# [WRITTEN INSTRUCTION]
Only the lines from the one containing "Identify a point for each instance of the white security" through the end of the entries should be returned, exactly as they are, with the pictures omitted.

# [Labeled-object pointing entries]
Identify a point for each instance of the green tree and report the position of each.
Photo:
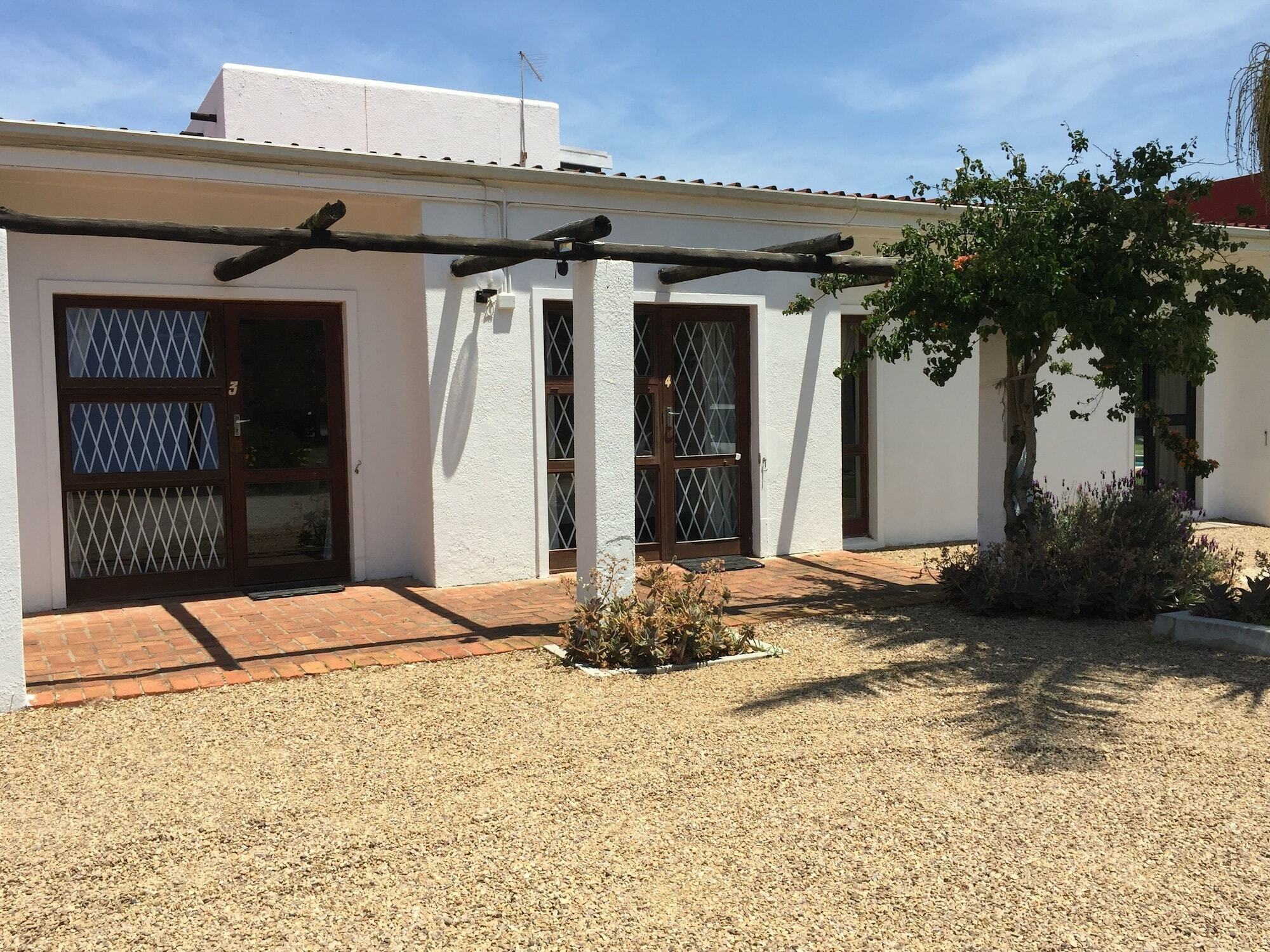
(1111, 262)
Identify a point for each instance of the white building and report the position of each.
(365, 417)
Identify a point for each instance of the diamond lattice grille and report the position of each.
(144, 437)
(705, 389)
(559, 345)
(643, 346)
(135, 531)
(562, 529)
(705, 505)
(559, 427)
(643, 425)
(646, 506)
(138, 343)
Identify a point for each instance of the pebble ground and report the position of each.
(924, 780)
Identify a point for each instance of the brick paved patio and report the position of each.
(154, 648)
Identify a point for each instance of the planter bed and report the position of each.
(1215, 633)
(765, 652)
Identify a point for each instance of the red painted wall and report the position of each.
(1227, 195)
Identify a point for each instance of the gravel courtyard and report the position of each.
(925, 780)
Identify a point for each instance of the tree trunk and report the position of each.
(1019, 394)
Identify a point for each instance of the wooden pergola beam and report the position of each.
(585, 230)
(824, 246)
(298, 239)
(260, 258)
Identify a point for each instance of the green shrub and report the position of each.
(670, 619)
(1224, 600)
(1100, 550)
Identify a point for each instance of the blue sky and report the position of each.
(835, 96)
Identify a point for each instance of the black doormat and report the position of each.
(731, 564)
(289, 593)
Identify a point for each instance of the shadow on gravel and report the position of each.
(1051, 694)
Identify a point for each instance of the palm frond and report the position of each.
(1248, 116)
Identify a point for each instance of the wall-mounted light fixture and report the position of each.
(563, 247)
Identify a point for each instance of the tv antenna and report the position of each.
(526, 62)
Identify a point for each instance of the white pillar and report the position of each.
(604, 417)
(13, 680)
(993, 440)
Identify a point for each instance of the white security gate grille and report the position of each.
(692, 486)
(144, 451)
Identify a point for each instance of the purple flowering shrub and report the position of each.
(1112, 550)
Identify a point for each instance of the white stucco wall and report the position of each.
(13, 678)
(1079, 451)
(262, 105)
(1235, 421)
(446, 397)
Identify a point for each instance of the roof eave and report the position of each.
(162, 145)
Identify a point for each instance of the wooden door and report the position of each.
(289, 469)
(692, 381)
(704, 450)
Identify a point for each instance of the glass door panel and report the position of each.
(286, 404)
(707, 475)
(692, 489)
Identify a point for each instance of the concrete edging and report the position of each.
(1215, 633)
(765, 652)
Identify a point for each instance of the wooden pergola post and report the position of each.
(13, 676)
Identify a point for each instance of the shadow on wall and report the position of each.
(453, 384)
(802, 431)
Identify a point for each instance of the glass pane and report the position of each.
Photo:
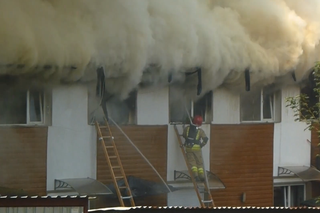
(35, 106)
(297, 195)
(13, 107)
(279, 196)
(251, 106)
(267, 106)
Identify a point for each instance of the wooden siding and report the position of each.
(152, 142)
(242, 156)
(23, 157)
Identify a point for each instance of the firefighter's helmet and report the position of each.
(197, 120)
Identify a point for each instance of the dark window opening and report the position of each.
(312, 100)
(36, 106)
(13, 107)
(123, 111)
(251, 106)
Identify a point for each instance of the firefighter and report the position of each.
(195, 139)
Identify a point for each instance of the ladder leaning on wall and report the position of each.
(207, 201)
(114, 163)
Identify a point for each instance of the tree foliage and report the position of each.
(302, 109)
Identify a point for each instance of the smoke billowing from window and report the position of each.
(45, 38)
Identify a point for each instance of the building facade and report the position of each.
(252, 138)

# [FINAL RESULT]
Identify a point for each instance of the white security gate grille and report the position of each.
(692, 486)
(144, 451)
Identify a point for each instance of the purple flowering shrub and report the position of each.
(1112, 550)
Identify a point for each instance of the white stucco wall and report the position of each.
(13, 678)
(1079, 451)
(262, 105)
(1235, 421)
(446, 397)
Identify a point for each instance of the roof eave and report the position of each.
(162, 145)
Identify a point for each instance of the wooden door and report the position of each.
(289, 469)
(692, 381)
(704, 450)
Identify a point for each instance of the glass door panel and report the position of each.
(286, 404)
(707, 475)
(692, 489)
Identify a point for each instance of the concrete edging and report the position of each.
(1215, 633)
(765, 652)
Identify a point for each instance of the wooden pergola post and report the position of each.
(13, 676)
Identify a point for each instance of the shadow on wall and report the position of each.
(453, 384)
(802, 431)
Identify a point for each instance of the glass pane and report the position of each.
Photo:
(35, 106)
(297, 195)
(13, 107)
(279, 196)
(251, 106)
(267, 106)
Identify a point for each instance of the wooden siding and report the position of each.
(152, 142)
(242, 156)
(23, 157)
Identify a point for each instance of the firefighter's helmet and report the position of each.
(197, 120)
Identify a point for each instance of the dark window opening and report the position of each.
(312, 100)
(36, 106)
(13, 107)
(123, 111)
(251, 106)
Identify a point for each instance of the firefighter and report the position of each.
(195, 139)
Identify a point for each instance of the ladder leaning on wall and report the position of each.
(207, 201)
(114, 163)
Identify a point for each instance of the tree foliage and report the position of each.
(302, 109)
Identify a point for each instance of the smoke billowing from window and report the position of each.
(45, 38)
Identify a point for each instance of the building facade and report the position of each.
(252, 138)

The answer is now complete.